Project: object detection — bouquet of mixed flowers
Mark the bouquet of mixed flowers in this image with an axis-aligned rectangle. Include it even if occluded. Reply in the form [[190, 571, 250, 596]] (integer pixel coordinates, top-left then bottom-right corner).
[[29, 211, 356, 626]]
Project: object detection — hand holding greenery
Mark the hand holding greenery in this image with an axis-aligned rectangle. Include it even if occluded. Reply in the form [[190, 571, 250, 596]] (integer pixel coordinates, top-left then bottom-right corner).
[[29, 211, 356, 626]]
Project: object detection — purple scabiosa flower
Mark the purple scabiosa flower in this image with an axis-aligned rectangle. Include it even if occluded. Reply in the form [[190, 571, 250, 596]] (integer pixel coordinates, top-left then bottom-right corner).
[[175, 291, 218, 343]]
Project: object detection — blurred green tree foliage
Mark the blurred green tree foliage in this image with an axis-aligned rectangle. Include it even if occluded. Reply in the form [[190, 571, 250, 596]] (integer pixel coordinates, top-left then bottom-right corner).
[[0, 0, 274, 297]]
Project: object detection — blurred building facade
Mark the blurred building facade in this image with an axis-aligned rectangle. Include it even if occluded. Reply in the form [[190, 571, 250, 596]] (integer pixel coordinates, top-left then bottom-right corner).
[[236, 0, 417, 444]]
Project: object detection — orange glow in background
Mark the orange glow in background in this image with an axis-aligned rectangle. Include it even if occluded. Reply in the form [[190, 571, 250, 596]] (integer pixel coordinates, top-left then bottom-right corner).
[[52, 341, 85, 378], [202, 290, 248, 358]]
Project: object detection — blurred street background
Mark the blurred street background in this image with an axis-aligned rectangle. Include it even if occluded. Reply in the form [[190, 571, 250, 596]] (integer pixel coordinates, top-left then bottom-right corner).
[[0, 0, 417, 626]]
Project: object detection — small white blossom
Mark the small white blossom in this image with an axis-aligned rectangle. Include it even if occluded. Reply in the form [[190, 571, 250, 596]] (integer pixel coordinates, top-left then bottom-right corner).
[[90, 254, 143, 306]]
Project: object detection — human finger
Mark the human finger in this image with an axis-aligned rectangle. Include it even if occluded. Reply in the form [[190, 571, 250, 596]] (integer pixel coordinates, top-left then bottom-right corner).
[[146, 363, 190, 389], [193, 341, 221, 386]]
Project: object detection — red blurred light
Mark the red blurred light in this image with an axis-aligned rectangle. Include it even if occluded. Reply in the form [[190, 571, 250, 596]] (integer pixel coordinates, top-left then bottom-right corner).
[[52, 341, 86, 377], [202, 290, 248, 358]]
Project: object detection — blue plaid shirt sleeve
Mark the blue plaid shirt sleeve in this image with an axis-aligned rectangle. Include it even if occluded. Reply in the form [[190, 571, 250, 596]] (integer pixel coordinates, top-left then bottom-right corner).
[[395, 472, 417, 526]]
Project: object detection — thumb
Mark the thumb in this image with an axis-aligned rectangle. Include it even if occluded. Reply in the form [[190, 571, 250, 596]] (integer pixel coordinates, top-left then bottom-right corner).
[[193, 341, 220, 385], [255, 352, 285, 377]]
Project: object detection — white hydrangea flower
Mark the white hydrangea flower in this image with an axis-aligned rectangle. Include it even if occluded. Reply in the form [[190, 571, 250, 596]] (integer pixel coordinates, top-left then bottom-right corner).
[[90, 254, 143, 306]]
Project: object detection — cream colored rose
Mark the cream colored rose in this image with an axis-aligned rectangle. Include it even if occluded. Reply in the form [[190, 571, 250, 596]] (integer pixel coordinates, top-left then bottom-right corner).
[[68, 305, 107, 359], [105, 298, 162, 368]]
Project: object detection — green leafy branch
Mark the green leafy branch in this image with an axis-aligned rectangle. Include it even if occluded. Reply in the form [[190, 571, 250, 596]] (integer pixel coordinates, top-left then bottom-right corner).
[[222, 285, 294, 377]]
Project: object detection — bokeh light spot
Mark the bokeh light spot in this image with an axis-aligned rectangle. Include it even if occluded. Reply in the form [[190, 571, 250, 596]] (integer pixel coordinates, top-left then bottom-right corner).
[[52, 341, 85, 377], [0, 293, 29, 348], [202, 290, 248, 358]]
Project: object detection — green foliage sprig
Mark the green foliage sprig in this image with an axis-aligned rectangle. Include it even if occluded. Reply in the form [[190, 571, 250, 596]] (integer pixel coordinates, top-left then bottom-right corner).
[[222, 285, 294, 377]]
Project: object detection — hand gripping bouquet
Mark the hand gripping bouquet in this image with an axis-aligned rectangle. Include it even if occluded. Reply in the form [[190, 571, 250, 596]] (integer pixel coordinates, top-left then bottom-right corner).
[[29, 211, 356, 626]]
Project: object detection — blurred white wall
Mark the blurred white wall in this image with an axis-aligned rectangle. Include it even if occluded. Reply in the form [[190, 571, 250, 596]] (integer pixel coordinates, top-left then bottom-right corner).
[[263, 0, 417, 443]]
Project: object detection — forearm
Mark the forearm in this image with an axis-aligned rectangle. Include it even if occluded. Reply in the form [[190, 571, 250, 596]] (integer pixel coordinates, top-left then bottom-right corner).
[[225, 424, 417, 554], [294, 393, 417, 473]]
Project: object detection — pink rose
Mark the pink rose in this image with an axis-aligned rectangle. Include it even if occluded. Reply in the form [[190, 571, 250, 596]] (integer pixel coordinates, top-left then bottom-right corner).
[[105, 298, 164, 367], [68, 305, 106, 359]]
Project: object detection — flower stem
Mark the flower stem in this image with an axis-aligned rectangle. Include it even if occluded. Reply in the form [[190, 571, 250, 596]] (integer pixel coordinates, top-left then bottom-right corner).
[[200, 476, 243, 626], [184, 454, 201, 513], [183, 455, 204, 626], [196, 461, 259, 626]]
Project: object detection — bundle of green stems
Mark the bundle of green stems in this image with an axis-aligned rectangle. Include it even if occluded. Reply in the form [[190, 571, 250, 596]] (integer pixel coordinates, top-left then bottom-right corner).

•••••

Written request
Please write out again, unchanged, the part that opens with the line containing "Project: object detection — thumb" and closes with the line containing "[[68, 305, 107, 359], [105, 298, 162, 368]]", including both of those lines.

Exercise solution
Project: object detection — thumb
Mark the thumb in this image with an axis-aligned rectangle. Include it even if occluded. Reply in the form [[190, 571, 250, 596]] (integer pixel coordinates, top-left then bottom-right corner).
[[193, 341, 220, 385], [255, 352, 285, 377]]
Project: object detection — white hydrangea flower
Mark the white hydrangea flower in this image with an axis-aligned rectangle. Include it even if occluded. Reply in the form [[190, 571, 250, 596]] (integer pixel coordinates, top-left then bottom-right corner).
[[90, 254, 143, 306]]
Project: object detection — cream colored rose
Mark the cream colored rose in this image with an axis-aligned rectangle. Include it even if occluded. Reply in the form [[190, 571, 250, 596]] (integer pixel coordinates, top-left then bottom-right corner).
[[68, 305, 107, 359], [105, 298, 162, 368]]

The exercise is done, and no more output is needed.